>> start Provided material

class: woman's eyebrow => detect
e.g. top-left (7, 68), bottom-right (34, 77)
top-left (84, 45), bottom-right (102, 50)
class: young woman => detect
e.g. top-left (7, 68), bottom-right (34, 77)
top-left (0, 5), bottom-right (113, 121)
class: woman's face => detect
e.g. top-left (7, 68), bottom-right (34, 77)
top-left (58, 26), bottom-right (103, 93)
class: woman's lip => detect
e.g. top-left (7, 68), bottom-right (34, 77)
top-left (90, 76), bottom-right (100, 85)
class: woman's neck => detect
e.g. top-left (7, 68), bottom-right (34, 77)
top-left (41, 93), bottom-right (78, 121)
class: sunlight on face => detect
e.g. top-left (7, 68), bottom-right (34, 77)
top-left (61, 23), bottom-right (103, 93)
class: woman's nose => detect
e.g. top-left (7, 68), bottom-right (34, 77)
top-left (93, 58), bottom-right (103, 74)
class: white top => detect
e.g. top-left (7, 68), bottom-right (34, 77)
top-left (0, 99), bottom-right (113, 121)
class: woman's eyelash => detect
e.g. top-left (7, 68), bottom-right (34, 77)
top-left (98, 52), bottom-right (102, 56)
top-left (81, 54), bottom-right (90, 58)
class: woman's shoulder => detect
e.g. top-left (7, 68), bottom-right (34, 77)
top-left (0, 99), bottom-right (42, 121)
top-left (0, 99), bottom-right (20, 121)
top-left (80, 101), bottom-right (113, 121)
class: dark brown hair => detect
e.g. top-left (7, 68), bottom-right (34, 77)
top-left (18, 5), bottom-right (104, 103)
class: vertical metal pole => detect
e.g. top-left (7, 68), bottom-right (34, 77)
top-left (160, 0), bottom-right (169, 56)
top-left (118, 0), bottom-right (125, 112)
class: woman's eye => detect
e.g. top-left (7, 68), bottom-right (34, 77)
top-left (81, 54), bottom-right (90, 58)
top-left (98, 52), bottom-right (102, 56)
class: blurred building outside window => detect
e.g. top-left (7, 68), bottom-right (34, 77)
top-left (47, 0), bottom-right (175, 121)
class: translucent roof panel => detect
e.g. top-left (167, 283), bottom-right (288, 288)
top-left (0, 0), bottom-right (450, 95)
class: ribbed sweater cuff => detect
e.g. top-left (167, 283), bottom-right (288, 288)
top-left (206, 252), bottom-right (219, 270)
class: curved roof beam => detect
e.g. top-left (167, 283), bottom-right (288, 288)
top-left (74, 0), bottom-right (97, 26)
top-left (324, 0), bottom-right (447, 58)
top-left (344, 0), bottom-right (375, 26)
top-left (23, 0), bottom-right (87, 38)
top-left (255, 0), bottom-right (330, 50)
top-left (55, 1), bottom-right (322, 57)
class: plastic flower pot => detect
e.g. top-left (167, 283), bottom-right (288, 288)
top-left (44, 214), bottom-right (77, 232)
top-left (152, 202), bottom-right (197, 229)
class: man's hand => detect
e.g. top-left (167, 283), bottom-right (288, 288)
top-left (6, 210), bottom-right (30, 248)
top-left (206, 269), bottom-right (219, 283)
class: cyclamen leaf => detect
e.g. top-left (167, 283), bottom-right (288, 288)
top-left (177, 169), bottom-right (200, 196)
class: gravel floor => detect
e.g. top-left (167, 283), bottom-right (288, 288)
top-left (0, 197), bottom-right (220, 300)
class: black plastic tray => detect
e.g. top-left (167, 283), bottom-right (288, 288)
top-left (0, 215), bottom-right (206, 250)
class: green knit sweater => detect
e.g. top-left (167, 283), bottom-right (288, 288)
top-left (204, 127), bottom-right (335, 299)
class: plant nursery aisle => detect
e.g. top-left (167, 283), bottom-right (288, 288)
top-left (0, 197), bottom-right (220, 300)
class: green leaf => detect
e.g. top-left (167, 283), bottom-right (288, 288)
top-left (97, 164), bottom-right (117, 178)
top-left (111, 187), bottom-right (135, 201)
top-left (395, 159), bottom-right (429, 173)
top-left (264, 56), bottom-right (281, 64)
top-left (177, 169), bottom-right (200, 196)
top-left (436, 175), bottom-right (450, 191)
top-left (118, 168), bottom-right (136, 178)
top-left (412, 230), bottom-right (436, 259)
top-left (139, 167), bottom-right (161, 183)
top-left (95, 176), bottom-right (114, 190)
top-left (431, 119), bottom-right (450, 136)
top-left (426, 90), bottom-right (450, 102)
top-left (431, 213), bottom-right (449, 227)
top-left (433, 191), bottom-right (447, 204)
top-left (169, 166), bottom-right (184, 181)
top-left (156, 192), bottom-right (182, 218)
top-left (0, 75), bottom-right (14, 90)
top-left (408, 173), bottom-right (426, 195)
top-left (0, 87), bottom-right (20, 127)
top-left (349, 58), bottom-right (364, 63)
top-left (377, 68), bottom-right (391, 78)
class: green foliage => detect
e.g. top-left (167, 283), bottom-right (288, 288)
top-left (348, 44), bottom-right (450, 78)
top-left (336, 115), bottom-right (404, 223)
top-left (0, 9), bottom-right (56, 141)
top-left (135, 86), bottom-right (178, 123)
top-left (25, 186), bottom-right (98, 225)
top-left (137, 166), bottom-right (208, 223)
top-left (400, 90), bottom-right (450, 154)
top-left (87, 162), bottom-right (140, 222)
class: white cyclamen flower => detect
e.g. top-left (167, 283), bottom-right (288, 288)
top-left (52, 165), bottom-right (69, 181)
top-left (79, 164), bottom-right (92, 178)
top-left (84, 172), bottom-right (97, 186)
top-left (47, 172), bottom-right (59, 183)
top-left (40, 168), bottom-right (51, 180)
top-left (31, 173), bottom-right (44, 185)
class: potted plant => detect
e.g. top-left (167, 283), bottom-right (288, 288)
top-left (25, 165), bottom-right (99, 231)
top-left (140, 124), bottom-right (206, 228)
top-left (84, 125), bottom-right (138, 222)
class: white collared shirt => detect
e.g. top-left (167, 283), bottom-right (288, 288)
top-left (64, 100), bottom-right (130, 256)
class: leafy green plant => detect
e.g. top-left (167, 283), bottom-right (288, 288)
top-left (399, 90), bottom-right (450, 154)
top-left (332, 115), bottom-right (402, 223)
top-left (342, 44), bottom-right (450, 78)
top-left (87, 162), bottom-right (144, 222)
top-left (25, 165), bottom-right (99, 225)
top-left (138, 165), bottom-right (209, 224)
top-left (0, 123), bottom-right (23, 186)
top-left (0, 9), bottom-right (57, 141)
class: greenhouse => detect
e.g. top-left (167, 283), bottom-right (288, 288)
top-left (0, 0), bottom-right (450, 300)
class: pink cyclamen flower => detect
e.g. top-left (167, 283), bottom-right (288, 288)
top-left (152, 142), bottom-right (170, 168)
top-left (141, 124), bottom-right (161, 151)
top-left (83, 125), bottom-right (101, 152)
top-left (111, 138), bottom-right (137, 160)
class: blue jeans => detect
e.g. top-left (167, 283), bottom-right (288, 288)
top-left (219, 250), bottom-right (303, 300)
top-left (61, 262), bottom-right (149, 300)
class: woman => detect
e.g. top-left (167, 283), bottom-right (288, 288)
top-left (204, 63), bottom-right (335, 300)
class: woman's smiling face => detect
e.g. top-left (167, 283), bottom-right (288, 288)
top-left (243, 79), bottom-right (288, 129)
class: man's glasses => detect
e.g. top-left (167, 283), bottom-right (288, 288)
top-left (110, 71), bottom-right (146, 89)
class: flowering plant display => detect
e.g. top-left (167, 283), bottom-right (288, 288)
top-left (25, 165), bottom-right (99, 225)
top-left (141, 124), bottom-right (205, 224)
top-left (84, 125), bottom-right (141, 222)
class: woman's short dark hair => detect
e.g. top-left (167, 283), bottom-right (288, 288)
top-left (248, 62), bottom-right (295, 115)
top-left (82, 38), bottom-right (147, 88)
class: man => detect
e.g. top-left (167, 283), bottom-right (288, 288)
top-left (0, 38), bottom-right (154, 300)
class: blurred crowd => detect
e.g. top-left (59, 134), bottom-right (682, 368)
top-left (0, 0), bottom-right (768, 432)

>> end Provided material

## What you are asked to do
Copy out the part of the records that opens with the line containing "class: man's glasses => detect" and closes with the line containing "top-left (0, 38), bottom-right (154, 300)", substituting "potted flower arrangement" for "flowering plant display" and keeping every other character the same.

## Answer for the task
class: man's glasses => detect
e.g. top-left (167, 283), bottom-right (288, 288)
top-left (110, 71), bottom-right (146, 89)
class: potted flower arrangement => detect
e.g. top-left (167, 283), bottom-right (288, 288)
top-left (25, 165), bottom-right (99, 225)
top-left (141, 124), bottom-right (205, 224)
top-left (84, 125), bottom-right (141, 222)
class: woman's short dark hair => detect
e.g. top-left (167, 283), bottom-right (288, 288)
top-left (248, 62), bottom-right (295, 115)
top-left (82, 38), bottom-right (147, 88)
class: man => detect
e.g. top-left (167, 283), bottom-right (288, 288)
top-left (0, 38), bottom-right (154, 300)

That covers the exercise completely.